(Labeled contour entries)

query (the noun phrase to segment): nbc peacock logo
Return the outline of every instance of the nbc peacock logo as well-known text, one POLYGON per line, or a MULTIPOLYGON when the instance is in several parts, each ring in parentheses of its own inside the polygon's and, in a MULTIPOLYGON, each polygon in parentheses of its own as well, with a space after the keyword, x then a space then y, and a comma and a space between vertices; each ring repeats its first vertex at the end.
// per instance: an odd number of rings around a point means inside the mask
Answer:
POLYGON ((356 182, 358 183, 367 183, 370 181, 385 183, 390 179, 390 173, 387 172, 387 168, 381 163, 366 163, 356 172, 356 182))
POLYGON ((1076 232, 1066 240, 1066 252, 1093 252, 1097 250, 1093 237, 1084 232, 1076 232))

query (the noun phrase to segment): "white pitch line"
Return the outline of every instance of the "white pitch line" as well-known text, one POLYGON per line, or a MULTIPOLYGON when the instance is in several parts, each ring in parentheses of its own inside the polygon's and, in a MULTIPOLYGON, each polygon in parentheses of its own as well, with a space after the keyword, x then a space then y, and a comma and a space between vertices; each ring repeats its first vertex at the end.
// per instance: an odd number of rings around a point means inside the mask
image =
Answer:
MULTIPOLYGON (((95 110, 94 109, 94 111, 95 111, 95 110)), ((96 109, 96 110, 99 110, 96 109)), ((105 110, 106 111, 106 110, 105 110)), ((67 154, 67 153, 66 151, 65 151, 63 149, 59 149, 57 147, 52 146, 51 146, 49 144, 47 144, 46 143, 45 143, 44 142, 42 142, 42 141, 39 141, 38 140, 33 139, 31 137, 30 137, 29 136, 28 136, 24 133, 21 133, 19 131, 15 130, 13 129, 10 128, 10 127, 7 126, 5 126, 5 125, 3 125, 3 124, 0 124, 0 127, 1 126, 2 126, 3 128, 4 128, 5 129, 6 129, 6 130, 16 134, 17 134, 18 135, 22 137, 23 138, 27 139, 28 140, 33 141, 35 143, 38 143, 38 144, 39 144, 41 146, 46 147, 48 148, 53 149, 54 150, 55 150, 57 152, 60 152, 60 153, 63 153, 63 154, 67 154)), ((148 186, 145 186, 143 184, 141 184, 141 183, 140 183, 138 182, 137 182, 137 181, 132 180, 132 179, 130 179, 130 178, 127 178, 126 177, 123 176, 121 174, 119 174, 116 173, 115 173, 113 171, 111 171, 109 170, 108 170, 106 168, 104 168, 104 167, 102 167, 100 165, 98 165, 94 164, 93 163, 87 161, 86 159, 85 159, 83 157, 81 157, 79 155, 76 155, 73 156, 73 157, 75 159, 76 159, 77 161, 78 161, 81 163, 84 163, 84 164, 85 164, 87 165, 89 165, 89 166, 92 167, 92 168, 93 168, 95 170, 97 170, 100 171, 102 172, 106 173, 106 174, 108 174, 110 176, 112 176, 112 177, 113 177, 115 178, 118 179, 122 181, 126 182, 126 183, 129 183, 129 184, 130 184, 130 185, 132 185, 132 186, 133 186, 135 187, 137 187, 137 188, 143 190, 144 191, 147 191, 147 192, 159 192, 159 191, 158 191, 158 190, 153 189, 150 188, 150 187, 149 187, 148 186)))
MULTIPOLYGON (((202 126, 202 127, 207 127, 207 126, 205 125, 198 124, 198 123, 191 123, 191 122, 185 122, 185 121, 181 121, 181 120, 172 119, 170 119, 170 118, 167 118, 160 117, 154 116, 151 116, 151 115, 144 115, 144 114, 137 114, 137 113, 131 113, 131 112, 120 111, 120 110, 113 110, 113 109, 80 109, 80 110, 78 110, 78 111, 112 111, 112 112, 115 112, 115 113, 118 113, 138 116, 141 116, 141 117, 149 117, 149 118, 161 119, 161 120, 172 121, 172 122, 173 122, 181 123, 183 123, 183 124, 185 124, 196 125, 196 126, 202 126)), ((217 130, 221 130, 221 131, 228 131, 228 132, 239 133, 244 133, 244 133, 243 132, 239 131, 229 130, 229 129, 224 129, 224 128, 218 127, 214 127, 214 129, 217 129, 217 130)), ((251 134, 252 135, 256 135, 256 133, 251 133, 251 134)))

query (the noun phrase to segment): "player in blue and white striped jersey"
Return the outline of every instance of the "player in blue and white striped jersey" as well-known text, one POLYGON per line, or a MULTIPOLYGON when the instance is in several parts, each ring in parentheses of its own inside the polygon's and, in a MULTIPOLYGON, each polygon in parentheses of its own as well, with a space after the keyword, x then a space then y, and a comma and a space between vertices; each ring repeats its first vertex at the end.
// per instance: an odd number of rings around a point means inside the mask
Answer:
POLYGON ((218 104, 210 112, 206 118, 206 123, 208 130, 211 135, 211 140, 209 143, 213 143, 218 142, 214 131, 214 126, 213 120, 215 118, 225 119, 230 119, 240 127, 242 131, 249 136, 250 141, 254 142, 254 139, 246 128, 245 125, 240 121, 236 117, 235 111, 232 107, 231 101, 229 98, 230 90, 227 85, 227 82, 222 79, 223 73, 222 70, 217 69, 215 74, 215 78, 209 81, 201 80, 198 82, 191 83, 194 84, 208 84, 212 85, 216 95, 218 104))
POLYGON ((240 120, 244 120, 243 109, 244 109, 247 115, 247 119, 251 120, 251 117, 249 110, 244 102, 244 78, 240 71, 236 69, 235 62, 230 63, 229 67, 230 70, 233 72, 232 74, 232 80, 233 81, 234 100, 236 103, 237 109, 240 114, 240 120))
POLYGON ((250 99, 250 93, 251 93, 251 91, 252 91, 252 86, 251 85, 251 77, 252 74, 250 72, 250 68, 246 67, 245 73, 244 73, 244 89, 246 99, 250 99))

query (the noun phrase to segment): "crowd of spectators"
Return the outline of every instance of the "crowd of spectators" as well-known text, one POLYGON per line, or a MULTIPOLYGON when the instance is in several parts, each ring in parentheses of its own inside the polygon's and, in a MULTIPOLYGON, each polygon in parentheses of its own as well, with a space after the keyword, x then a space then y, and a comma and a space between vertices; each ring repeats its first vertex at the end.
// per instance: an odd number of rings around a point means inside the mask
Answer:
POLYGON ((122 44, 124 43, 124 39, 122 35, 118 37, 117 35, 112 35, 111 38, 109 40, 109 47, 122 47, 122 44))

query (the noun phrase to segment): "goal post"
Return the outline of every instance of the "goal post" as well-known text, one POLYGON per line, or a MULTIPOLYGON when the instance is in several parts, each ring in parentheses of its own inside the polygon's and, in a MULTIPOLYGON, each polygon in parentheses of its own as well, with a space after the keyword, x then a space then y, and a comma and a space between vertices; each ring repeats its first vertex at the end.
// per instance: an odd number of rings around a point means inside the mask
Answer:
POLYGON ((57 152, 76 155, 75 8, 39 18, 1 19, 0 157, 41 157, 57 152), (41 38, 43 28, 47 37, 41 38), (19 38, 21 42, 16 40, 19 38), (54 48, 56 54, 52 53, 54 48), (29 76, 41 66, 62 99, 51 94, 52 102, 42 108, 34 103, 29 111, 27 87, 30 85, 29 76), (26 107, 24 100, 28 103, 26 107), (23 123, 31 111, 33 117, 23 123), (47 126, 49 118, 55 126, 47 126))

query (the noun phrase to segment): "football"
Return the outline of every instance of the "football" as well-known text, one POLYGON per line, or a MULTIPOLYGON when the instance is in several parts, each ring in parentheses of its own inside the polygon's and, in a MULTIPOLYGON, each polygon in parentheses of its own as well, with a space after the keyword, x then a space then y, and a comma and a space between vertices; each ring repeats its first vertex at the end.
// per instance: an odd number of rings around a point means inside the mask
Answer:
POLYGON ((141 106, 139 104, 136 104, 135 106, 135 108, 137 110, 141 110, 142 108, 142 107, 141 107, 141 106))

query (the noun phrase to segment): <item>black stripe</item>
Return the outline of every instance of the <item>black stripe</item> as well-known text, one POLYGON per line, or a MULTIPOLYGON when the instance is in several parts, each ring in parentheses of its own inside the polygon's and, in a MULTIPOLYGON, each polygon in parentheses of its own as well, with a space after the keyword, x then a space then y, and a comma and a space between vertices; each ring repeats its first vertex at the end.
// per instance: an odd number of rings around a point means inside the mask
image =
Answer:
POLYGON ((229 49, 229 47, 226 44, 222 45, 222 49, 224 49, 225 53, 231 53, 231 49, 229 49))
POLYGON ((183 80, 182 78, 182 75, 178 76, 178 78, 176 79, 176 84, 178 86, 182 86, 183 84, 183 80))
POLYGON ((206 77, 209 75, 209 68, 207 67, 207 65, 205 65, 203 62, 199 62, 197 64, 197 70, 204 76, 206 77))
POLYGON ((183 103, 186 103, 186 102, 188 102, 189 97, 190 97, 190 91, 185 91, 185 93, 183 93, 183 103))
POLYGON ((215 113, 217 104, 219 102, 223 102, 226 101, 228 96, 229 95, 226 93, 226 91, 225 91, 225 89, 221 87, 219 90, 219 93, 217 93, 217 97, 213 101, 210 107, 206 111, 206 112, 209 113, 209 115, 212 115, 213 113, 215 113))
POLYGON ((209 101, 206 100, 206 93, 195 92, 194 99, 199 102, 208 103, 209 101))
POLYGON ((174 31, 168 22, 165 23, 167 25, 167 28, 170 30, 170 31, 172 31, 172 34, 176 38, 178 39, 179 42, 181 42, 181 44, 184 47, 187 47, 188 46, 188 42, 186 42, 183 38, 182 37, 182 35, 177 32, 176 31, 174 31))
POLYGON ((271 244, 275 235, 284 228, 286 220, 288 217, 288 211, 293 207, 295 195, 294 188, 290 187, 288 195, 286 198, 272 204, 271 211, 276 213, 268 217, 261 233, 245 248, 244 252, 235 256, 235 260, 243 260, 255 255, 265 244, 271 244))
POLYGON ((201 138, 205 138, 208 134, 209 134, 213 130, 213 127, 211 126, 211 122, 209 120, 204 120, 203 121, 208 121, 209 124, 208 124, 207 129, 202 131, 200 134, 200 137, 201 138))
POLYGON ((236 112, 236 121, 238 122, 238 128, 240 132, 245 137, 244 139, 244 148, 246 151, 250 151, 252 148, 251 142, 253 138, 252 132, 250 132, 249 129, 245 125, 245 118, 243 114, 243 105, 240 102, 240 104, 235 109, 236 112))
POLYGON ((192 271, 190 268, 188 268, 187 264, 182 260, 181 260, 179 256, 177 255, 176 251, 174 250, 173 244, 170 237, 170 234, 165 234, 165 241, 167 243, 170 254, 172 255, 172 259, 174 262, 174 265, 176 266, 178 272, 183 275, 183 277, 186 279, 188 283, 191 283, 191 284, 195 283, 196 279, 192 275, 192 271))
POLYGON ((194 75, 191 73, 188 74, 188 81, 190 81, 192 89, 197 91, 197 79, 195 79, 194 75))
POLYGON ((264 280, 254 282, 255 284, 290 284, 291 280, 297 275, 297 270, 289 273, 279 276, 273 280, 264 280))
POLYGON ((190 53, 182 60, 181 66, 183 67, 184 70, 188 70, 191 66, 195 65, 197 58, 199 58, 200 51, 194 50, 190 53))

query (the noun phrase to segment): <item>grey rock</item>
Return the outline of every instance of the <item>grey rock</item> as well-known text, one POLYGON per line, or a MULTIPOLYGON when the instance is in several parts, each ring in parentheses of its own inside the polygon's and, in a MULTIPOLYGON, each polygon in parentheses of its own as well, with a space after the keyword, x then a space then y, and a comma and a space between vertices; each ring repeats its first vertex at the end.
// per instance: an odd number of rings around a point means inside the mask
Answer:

→ **What you have to do**
Copy out the material from the line with "query (the noun phrase to segment): <item>black" up to and including the line with "POLYGON ((229 49, 229", keeping every character as it stands.

→ **Task output**
query (the noun phrase to segment): <item>black stripe</item>
Return the outline of every instance of the <item>black stripe</item> as well-known text, one POLYGON per line, or a MULTIPOLYGON when the instance is in several parts, each ring in parentheses of its own inside the polygon's and, in a MULTIPOLYGON, each polygon in parentheses of its own as well, with a space after the keyword, x then a space then y, and a comma and a space between vertices; each ring repeats its first vertex at the end.
// per instance: an odd number of rings around a point means inside the mask
image =
Answer:
POLYGON ((229 49, 229 47, 226 44, 222 45, 222 49, 224 49, 225 53, 231 53, 231 49, 229 49))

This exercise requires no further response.